GIVEN DATA START
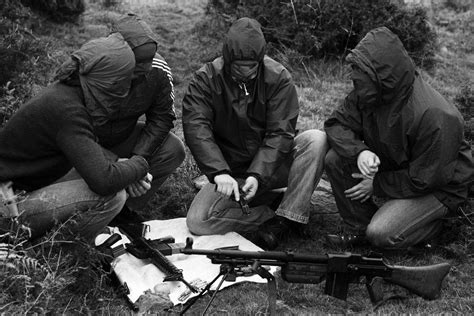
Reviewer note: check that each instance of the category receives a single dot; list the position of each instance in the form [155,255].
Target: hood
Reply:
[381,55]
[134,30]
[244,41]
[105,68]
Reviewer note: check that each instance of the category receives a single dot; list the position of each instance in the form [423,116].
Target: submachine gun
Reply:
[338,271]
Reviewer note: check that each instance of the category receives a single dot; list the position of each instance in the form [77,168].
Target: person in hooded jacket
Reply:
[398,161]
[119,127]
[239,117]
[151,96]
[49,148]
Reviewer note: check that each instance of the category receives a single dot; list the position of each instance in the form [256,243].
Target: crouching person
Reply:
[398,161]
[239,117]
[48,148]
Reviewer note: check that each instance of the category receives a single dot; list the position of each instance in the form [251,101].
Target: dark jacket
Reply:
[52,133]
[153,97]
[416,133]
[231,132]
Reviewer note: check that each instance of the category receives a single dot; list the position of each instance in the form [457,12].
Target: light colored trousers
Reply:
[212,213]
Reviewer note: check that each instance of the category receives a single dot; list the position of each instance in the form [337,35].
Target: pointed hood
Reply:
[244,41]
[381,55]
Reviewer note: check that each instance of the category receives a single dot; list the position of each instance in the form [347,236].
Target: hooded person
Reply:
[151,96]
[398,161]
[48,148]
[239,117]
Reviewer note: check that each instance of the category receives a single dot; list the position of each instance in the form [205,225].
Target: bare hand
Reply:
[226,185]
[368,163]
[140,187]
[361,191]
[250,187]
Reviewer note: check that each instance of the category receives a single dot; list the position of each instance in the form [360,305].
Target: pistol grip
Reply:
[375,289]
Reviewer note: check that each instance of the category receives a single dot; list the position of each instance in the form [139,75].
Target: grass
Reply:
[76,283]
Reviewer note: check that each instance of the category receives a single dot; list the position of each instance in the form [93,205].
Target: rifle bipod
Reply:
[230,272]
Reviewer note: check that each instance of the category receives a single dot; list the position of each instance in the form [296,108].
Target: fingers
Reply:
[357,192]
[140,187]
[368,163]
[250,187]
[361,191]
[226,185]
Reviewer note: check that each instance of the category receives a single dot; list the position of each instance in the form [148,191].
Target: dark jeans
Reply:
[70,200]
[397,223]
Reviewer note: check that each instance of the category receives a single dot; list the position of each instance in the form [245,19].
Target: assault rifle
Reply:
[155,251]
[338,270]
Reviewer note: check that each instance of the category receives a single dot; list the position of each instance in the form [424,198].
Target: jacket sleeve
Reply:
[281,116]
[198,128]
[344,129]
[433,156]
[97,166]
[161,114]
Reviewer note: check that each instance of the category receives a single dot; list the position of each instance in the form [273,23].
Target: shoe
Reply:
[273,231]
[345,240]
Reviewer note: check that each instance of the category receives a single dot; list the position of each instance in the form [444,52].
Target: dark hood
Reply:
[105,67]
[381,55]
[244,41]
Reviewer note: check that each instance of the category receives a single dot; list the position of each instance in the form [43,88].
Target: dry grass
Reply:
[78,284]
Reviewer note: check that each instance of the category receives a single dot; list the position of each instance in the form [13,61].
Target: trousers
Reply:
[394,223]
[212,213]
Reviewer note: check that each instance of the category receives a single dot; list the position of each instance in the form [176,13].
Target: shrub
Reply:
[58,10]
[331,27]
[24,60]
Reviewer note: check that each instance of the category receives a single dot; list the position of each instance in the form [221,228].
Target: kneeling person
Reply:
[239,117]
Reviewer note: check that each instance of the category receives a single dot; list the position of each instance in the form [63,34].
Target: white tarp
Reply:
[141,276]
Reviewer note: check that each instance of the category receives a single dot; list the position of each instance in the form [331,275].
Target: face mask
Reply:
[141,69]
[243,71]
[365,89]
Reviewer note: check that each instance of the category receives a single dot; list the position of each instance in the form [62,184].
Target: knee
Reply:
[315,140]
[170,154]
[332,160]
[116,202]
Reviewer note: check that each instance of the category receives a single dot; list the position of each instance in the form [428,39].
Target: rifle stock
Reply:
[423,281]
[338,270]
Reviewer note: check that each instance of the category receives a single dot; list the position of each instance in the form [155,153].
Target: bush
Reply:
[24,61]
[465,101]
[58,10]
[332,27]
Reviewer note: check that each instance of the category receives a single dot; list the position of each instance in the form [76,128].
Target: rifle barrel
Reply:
GIVEN DATA END
__WHAT THE TASK ASKS__: Take every record and copy it word for word, dropping the pictures.

__RESPONSE TO THE EXERCISE__:
Reviewer note: check that each instance of the category receives a single dot; list the position of each instance in the form [155,255].
Target: hood
Reply:
[381,55]
[134,30]
[244,41]
[105,68]
Reviewer note: check that each instance of the category receives a single dot; list the position of each instance in the form [423,116].
Target: submachine gun
Reply:
[338,271]
Reviewer note: check that each instance of the category receives a single dot; list the position of each instance in the form [77,168].
Target: person in hooded jacket
Reply:
[398,161]
[119,127]
[239,117]
[151,96]
[49,148]
Reviewer note: check that each instance of the category receives a single dot; list the position of each instance in the form [256,243].
Target: crouching person
Reply:
[398,161]
[239,117]
[48,148]
Reviewer note: check that each instance of the category receives a single dot; list the position of each instance in the form [251,101].
Target: dark jacket
Reply:
[52,133]
[153,97]
[416,133]
[231,132]
Reviewer note: check that each instance of the category receives a single dot; list the position of each instance in the form [457,12].
Target: light colored trousers
Reply:
[212,213]
Reviewer note: check that each instance of the category receives a single dot; list the position of each instance in the form [337,35].
Target: pointed hood
Reply:
[244,41]
[381,55]
Reviewer note: check that each instance of the category receives a single dot; list the position of each instance in the form [347,236].
Target: hooded person
Reply:
[151,96]
[398,161]
[48,148]
[239,117]
Reviewer note: check that each instance of the category receives a single dot; list the position of each instance in the form [205,225].
Target: bare hand
Reply:
[226,185]
[368,163]
[140,187]
[361,191]
[250,187]
Reviewer note: check that each instance of the category receives a single dot; list the position of each instance in the form [360,305].
Target: pistol grip
Reply:
[375,289]
Reviewer note: check that each instance of the category receives a single dot; list the position of each instance in the form [139,75].
Target: grass
Reply:
[76,283]
Reviewer note: check that each instance of the category receives a single dot; list the position of each instance in the form [93,205].
Target: rifle bipod
Reply:
[230,272]
Reviewer note: check that each instance of the category receives a single dot; list the position of each instance in the form [296,108].
Target: fingers
Reply:
[357,192]
[140,187]
[368,163]
[250,187]
[361,191]
[226,185]
Reviewer note: check that each instance of the category receives a single dot; list the position of each instance in the form [148,191].
Target: dark jeans
Reply:
[70,200]
[397,223]
Reviewer note: check that each instance of the category receives a single dot; list the position of each instance in the form [245,19].
Target: assault rifle
Reply:
[155,251]
[338,270]
Reviewer note: check that each instance of the category receives a single dot; list the position of each instance in the form [424,198].
Target: jacket sleeve
Reply:
[281,116]
[198,128]
[344,129]
[433,156]
[97,166]
[161,114]
Reviewer note: check that each instance of the category receives a single dot; list the position of each instance in the form [273,23].
Target: shoe
Reply:
[273,231]
[345,240]
Reviewer note: check that each instance of the category receives a single dot; list the position of each instance in the form [444,52].
Target: dark hood
Reply:
[105,67]
[381,55]
[244,41]
Reviewer note: check that each instance of the category receives a single dot; list the position of each instance in the form [43,88].
Target: dry grass
Reply:
[78,284]
Reviewer note: check that each instance of the category receives a single dot; list the position of each instance in the form [13,61].
Target: trousers
Reply:
[394,223]
[212,213]
Reviewer note: check that each instance of the category receives a single dot; list the position of each instance in the form [176,13].
Target: shrub
Reply:
[58,10]
[331,27]
[24,60]
Reviewer note: check that each instance of the category receives a single dot; list the position of each instance in the form [221,228].
Target: kneeling person
Reply:
[239,117]
Reviewer note: check that each instance of the category receives a single dot; list the position of each instance in the form [63,34].
Target: white tarp
Reply:
[141,276]
Reviewer note: check that each instance of the category receives a single dot; list the position of each instance in the form [331,275].
Target: face mask
Reply:
[141,69]
[243,71]
[365,89]
Reviewer note: check that each instance of the category receives a single dot; list the position of each instance in the form [62,184].
Target: knee
Reply:
[315,140]
[170,154]
[332,160]
[116,202]
Reviewer note: check that each instance of the category receives a single dot; list the position of each instance in the form [428,39].
Target: rifle stock
Reply:
[423,281]
[338,270]
Reviewer note: check that each instance of the category receives a single dot; list the position of each instance in the form [155,153].
Target: bush
Reply:
[24,61]
[465,101]
[58,10]
[332,27]
Reviewer note: check that each instance of the category receives a single dot; list the position of each instance in the form [76,128].
Target: rifle barrel
Reply:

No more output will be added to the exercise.